(Short task) Copy every line from the one containing "Target: man's ear" through the last line of the records below, both included, and nothing else.

(Source material)
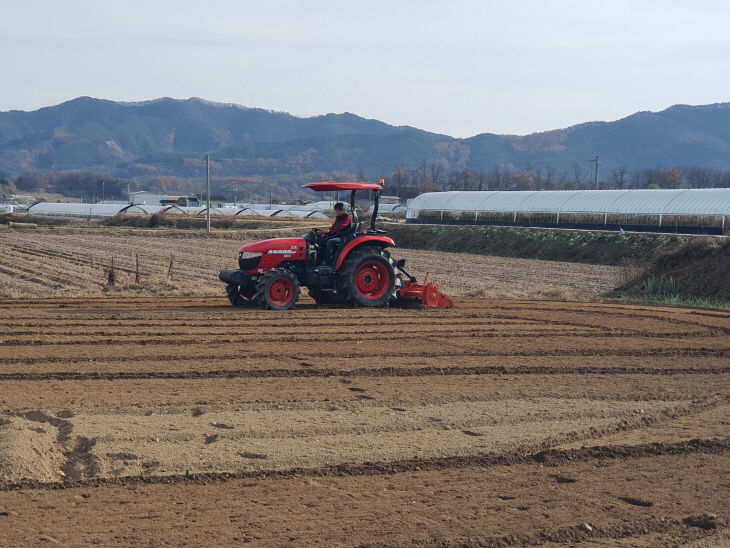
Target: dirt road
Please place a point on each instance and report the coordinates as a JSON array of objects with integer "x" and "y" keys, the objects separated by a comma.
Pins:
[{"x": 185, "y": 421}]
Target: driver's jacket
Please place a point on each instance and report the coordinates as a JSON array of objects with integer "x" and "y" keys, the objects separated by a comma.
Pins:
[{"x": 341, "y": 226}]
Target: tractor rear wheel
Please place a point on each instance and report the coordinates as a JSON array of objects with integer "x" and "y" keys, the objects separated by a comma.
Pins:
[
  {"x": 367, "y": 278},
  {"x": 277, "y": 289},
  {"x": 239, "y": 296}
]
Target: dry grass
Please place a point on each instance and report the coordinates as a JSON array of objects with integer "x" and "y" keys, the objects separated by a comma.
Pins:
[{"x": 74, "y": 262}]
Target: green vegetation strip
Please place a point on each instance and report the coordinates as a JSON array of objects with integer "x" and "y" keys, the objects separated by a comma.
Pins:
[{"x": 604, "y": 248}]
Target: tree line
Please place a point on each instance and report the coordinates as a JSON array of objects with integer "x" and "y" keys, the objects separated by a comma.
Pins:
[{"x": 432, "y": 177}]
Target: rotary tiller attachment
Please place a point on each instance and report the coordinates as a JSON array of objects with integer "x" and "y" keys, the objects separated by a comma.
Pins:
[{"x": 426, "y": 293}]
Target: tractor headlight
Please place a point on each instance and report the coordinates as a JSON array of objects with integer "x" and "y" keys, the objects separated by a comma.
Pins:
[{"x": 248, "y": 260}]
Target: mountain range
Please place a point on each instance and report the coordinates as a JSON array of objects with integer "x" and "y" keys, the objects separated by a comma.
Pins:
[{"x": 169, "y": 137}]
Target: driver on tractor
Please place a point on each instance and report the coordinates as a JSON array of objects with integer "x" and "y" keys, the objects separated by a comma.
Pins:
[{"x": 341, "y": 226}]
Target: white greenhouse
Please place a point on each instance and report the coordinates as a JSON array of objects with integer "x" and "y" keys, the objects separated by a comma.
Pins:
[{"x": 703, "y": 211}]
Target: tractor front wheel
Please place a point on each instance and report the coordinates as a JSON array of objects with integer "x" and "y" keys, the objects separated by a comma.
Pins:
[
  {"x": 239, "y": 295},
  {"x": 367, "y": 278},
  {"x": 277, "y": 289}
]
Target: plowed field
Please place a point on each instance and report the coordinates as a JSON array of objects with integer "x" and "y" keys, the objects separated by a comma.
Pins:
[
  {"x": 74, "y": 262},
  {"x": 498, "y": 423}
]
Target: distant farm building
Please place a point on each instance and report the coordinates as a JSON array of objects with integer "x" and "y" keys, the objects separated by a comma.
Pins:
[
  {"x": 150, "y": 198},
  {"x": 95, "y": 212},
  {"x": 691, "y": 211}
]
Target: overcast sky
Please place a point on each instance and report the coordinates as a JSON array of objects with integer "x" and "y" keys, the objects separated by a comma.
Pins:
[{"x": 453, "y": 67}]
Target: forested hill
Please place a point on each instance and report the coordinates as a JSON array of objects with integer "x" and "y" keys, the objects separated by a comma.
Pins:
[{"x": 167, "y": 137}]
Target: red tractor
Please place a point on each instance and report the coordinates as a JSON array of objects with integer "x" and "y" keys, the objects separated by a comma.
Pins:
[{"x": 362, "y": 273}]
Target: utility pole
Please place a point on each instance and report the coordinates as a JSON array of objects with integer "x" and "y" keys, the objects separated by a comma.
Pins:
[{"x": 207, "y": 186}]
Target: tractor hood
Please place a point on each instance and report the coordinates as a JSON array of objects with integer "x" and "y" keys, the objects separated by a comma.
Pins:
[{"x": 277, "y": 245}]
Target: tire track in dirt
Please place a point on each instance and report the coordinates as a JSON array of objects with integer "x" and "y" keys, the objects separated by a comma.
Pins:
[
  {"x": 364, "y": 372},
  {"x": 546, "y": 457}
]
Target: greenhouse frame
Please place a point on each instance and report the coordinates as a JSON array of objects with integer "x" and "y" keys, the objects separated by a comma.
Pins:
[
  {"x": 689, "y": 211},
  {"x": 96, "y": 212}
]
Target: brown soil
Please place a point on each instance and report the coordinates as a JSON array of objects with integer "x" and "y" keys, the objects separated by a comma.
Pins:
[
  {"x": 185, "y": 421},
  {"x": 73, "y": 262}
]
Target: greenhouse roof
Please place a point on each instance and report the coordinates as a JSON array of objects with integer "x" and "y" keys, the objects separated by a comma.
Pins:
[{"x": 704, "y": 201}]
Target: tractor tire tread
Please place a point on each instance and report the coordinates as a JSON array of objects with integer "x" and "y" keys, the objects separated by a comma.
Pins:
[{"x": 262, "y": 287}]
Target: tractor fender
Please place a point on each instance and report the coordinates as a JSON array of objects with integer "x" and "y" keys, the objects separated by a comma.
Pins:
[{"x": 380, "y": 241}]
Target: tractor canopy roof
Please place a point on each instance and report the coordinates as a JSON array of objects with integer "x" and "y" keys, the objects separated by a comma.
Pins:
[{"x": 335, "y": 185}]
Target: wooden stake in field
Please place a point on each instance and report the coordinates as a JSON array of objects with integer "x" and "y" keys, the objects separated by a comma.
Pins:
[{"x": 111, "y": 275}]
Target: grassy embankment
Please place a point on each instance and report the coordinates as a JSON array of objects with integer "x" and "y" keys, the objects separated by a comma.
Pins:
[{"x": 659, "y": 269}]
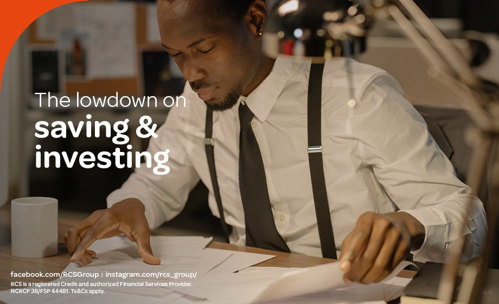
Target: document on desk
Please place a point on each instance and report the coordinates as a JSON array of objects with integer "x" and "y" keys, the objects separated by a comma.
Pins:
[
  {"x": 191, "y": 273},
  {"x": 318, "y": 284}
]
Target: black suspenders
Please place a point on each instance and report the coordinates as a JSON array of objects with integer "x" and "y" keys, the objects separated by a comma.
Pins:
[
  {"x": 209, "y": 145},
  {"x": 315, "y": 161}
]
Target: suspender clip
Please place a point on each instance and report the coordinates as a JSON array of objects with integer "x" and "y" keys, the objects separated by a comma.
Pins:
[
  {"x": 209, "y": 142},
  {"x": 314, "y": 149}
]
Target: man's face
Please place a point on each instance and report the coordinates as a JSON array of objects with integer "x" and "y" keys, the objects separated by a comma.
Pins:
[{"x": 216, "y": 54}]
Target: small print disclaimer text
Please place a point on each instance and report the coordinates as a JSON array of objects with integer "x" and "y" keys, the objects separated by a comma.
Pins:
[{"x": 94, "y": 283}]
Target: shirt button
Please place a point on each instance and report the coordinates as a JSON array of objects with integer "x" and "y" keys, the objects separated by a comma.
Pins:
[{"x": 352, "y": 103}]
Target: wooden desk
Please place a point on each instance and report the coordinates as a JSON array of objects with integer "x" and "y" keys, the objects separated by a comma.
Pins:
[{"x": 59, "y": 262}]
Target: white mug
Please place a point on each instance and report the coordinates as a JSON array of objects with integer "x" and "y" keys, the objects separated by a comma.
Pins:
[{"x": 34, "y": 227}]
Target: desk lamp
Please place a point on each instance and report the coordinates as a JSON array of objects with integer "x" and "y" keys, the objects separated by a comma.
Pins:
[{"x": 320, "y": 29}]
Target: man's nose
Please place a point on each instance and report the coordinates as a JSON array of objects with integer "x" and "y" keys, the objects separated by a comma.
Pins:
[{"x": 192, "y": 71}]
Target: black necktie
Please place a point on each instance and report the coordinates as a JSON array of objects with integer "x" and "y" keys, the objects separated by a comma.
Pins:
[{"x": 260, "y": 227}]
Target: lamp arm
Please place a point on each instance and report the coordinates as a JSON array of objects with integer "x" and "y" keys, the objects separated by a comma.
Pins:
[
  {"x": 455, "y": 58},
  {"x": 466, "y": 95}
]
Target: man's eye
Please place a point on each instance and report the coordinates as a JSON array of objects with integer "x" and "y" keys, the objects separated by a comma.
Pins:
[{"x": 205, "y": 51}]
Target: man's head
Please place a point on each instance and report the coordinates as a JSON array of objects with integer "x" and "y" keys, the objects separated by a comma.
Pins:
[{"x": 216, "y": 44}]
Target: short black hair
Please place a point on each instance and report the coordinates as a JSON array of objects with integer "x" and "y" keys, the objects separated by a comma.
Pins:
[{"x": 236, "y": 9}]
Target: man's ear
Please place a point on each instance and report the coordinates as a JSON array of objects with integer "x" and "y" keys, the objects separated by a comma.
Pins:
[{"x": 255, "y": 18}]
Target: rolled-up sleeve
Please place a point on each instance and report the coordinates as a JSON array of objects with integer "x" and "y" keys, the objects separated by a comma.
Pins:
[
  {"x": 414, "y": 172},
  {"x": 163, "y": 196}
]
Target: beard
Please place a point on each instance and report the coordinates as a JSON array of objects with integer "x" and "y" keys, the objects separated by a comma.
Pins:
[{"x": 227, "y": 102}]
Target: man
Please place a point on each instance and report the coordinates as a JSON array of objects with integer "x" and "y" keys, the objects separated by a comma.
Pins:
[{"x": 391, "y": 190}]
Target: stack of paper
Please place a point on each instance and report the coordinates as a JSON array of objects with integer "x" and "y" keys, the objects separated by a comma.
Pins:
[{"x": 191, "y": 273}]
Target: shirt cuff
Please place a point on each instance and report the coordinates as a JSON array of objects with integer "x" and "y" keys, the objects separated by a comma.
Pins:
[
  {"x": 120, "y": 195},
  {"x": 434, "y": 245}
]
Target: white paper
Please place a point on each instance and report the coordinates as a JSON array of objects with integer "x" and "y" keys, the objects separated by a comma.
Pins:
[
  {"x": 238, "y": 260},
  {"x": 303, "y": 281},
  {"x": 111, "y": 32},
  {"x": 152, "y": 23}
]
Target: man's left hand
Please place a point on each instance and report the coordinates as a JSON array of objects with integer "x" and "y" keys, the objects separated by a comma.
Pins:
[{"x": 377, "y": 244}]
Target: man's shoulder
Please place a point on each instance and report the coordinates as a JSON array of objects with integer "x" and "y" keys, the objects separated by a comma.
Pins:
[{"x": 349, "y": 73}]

(Expected output)
Target: man's ear
Please place a point on each instance and report the coordinates as a JSON array of objects with integer "x" and "y" keys, the objects separated by a comma.
Pins:
[{"x": 255, "y": 18}]
Target: rolled-up sleeve
Please place a point on each instance and report the coordinates as a JSON array of objects with integer "x" and "y" keys, the objects separated by a comma.
Pins:
[
  {"x": 414, "y": 172},
  {"x": 163, "y": 196}
]
Target: beard
Please place a point on each instance and report the coordinates as a JSON array of objects with integer "x" and "y" keys, the objects separated by a comma.
Pins:
[{"x": 227, "y": 102}]
Target: man
Please place a point on each instance and report the coordinates as a JSON array of objects with integer "x" and "y" keys, the objects separated by a comma.
Pins:
[{"x": 391, "y": 190}]
Target: stack of paper
Please place a point on each instance and report the coordinates as a JSON array of objects with integer "x" and "y" keys, the objects separated by a comma.
Pins:
[{"x": 191, "y": 273}]
Target: shirt cuff
Please place a point on each instance and report the coordinates as a JSON array of objects with integer "x" and "y" keys, the objects separated by a comma.
Pins:
[
  {"x": 120, "y": 195},
  {"x": 434, "y": 245}
]
Target: white paper
Please place a point on each instance and report the coordinates as a JSON array of objects with integer "x" and "y" keys, the objects separated by a comma.
Pins:
[
  {"x": 238, "y": 260},
  {"x": 303, "y": 281},
  {"x": 111, "y": 32},
  {"x": 152, "y": 23}
]
Target: man's left hand
Please place a point on each instance and report the coordinates as a JSON array of objects with integer "x" and "y" keys, the objects separated by a comma.
Pins:
[{"x": 377, "y": 244}]
Target: man's shoulder
Please place a point on each instance and report the coordinates as a JSON array of objects with integer "x" and "y" keys, the objects separated by a comma.
Pins:
[{"x": 349, "y": 73}]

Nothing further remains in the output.